**SCHRIFTLICHE ANWEISUNG A:**
Kannst du den Text über den Eurovision Song Contest in Baku in zwei Sätzen zusammenfassen?
**SCHRIFTLICHE ANWEISUNG B:**
Führe den Text über den Eurovision Song Contest in Baku im Anschluss an seinen letzten Satz fort.

**VORLIEGENDER TEXT:**
- - - -

Unser Star für Baku: Kein bisschen Frieden
Der Eurovision Song Contest bringt in diesem Jahr viele junge Musiker nach Aserbaidschan. Freiheit steht dort nicht auf dem Programm.
In Aserbaidschan herrsche „ein Klima der Angst und Repression“, rügte Reporter ohne Grenzen (ROG), eine internationale nichtstaatliche Organisation, die sich um Pressefreiheit und Verfolgung von Journalisten kümmert. Das, so Michael Rediske, der Vorstandssprecher der deutschen Sektion, dürfe auch der Eurovision Song Contest nicht ausblenden. Die Endrunde des Sängerwettstreits, bei dem 2011 Aserbaidschan das Rennen machte und deshalb die nächste Runde ausrichten darf, findet am 26. Mai in der Hauptstadt Baku statt.
Ihre Warnung ließen die Watchdogs los, kurz bevor in der ARD „Unser Star für Baku“ auf Sendung ging, der deutsche Vorentscheid. Aus gutem Grund: Europa interessiert sich vor allem für Menschenrechtsverletzungen in Russland. Moskaus Ex-Vasallen dagegen sind auch 20 Jahre nach dem Ende der Sowjetunion für den Westen noch immer mehr oder minder Terra incognita, auch wenn der deutsche Ex-Nationaltrainer Berti Vogts derzeit der aserbaidschanische Fußballnationalmannschaft vorsteht.
Aserbaidschan möchte den Sängerwettstreit auch für Eigenwerbung nutzen. Das genaue Programm ist derzeit noch Staatsgeheimnis, die offizielle Website wurde indes schon tausendfach angeklickt und sorgt für eine positive Selbstdarstellung. Die kleine Republik im Südostkaukasus, bisher vor allem als Öl- und Gaslieferant bekannt, ist seit Jahren bemüht, auch westliche Touristen ins Land zu locken, und wirbt dazu mit der nächtlichen Skyline der Hauptstadt Baku, faszinierenden Landschaften und historischen Sehenswürdigkeiten.

- - - -

**ROHDATEN:**
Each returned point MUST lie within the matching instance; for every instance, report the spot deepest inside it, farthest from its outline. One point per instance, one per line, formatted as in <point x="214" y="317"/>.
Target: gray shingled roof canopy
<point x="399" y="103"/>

- - - -

**RICHTIGE ANTWORT A:**
Reporter ohne Grenzen beklagt in Aserbaidschan ein Klima der Angst und Repression, das auch der Eurovision Song Contest mit seiner Endrunde am 26. Mai in Baku nicht ausblenden dürfe. Das Land, bisher vor allem als Öl- und Gaslieferant bekannt, will den Wettbewerb zugleich für Eigenwerbung nutzen und damit westliche Touristen anlocken.

**RICHTIGE ANTWORT B:**
Wer dagegen nach Fakten zur jüngsten Geschichte des Landes mit seinen rund neun Millionen Einwohnern sucht, wird mit einem Satz abgespeist: Nach 70 Jahren Sowjetherrschaft erlangte Aserbaidschan am 18. Oktober 1991 die Unabhängigkeit, nach harten Jahren geht es langsam voran, so dass die Weltbank Aserbaidschan 2008 unter den zehn Top-Reformern weltweit listete – kein Wort zu den Verfolgungen von Andersdenkenden.
Seit Haydar Alijew 1993 den liberalen Präsidenten Abulfaz Elçibey stürzte und ein autoritäres Regime etablierte, werden kritische Journalisten systematisch bedroht, unter Druck gesetzt, verhaftet, gefoltert, entführt und sogar ermordet. Für weltweites Aufsehen sorgte erst im letzten November die Messerattacke gegen Rafiq Tagi. Der 61-Jährige war auf dem Heimweg überfallen und angegriffen worden, vier Tage später starb er im Krankenhaus. Ermittler vermuten als Motiv für den Mord Rache. Tagi hatte für die kritische Zeitung „Sanat“ gearbeitet und sich schon dort mit Polemiken gegen den autoritären Präsidenten Ilham Alijew – den Sohn Haydars, der 2003 starb – und mit Kritik am Islam und dem Propheten Mohammed unbeliebt gemacht.
Das brachte ihm zunächst ein Fatwa – ein religiöses Rechtsgutachten – eines iranischen Großajatollahs ein, das die Tötung Tagis zu einer Gott wohlgefälligen Tat erklärte. Ganz Aserbaidschan gehörte bis ins 19. Jahrhundert zum Iran, in beiden Staaten bekennt sich die Mehrheit der Bevölkerung zum schiitischen Islam. Iranische Geistliche missionieren eifrig in der Republik Aserbaidschan, deren Regierung sieht trotz gespannter Beziehungen zu Teheran keinen Handlungsbedarf, was Tagi ebenfalls anprangerte. Wegen Anstiftung zu religiösem Hass wurde er im 2006 zu drei Jahren Haft verurteilt, nach internationalem Druck begnadigte Alijew ihn 2007 jedoch.
Aserbaidschan rangiert beim internationalen Ranking der Pressefreiheit von Reporter ohne Grenzen mittlerweile auf Platz 152: hinter dem Irak oder Afghanistan. Auch der Donnerstag vorgestellte Jahresbericht von Freedom House kritisiert, die Ex-Sowjetrepubliken Kasachstan und Aserbaidschan hätten politische Grundrechte und Freiheiten 2011 weiter eingeschränkt. Zu Recht.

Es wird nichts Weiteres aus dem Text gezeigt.